Directions for this task.
Rewrite the material below with "marker" switched to "point" wherever it occurs and every other line left unchanged. Leave the pictures out.

Listing.
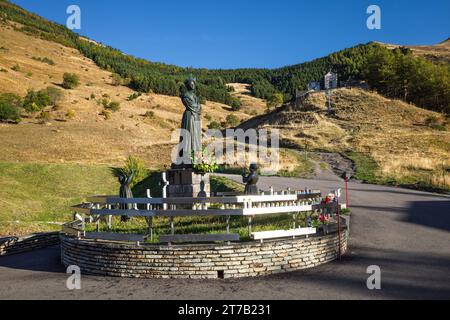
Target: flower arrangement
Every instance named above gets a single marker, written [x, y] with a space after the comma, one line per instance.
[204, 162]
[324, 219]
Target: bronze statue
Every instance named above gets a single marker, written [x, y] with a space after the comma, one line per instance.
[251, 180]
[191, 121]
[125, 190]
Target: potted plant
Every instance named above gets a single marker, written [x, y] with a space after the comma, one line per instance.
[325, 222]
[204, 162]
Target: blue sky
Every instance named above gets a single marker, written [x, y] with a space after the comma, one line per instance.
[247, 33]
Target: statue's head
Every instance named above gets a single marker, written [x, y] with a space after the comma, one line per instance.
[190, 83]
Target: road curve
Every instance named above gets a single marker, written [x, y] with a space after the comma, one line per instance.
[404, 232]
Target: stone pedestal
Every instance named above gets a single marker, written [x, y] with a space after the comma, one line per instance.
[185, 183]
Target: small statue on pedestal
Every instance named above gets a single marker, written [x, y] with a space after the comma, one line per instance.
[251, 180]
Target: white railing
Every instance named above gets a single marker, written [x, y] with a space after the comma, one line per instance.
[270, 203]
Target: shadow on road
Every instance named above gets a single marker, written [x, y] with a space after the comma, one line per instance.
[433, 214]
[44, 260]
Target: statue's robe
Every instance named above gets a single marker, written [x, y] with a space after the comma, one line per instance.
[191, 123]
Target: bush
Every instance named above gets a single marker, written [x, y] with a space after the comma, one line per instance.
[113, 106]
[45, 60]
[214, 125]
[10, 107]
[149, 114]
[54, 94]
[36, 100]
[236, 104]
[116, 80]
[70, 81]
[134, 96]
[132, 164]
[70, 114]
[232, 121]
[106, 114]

Worked solution.
Target: flower arrangement
Every instance named above gets a single point, written [x, y] with a space after the comma, one line per instance.
[204, 162]
[324, 219]
Target: bronze statue
Every instance named above gets a single point, written [x, y] with a space after the comma, one line per instance.
[251, 180]
[191, 121]
[125, 190]
Target: potted plant
Every instance named above gets a single point, written [x, y] with a space after the comma, one line per instance.
[325, 222]
[204, 162]
Target: blue sky
Every instance named above gets a single point, written [x, y] with a space after the comma, one line per instance.
[247, 33]
Target: statue's head
Every instance named above gets a single point, written [x, y] with a space after the comma, one line per instance.
[190, 83]
Target: road curve
Every instance named above gets a single point, written [x, y] with a space after the comma, one line per instance.
[404, 232]
Target: stone pedestal
Every instance named above gets a single point, written [x, y] with a space after the comma, one line per instance.
[185, 183]
Target: small statue on pedestal
Every instance named above gets a single point, written [x, y] with a space after the comma, one line per instance.
[251, 180]
Target: white railing
Every instance named above gets a single point, written [x, y] with a space after the comma, one line per instance.
[270, 203]
Target: shadow on road
Every instance named above gets a single point, written [x, y] with a space after the comma, one line per instance.
[433, 214]
[44, 260]
Target: statue's robe
Every instance named above gets a single point, written [x, y] with a space after the comma, one line per instance.
[191, 123]
Target: bush
Every instance named above gets a single point, written [x, y] with a space after the comma, one line per instance.
[113, 106]
[45, 60]
[214, 125]
[10, 107]
[149, 114]
[54, 94]
[36, 100]
[236, 104]
[116, 80]
[70, 81]
[134, 96]
[132, 164]
[70, 114]
[232, 121]
[106, 114]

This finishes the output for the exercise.